__RECORDS SHOWN__.
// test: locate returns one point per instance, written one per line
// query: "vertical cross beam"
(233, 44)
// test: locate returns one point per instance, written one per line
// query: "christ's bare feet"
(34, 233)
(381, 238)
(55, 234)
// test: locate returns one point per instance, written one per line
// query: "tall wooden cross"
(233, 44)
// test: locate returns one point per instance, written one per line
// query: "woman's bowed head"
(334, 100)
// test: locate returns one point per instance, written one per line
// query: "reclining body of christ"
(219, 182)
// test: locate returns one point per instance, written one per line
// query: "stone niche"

__AIM__.
Copy out every entry again, exactly as it was given.

__TASK RESULT__.
// test: locate returns one point per instance, written one per line
// query: "vertical cross beam"
(233, 44)
// test: locate returns one point per instance, written one per line
// query: "christ's bare feet"
(34, 233)
(381, 238)
(55, 234)
// test: locate returns one point per instance, written one per line
// query: "tall wooden cross"
(233, 44)
// test: locate returns one point per instance, written one per line
// query: "woman's bowed head"
(334, 100)
// test: locate returns one point per instance, written one per line
// query: "reclining body of christ"
(219, 182)
// test: locate returns one point per instance, written one per line
// query: "stone niche"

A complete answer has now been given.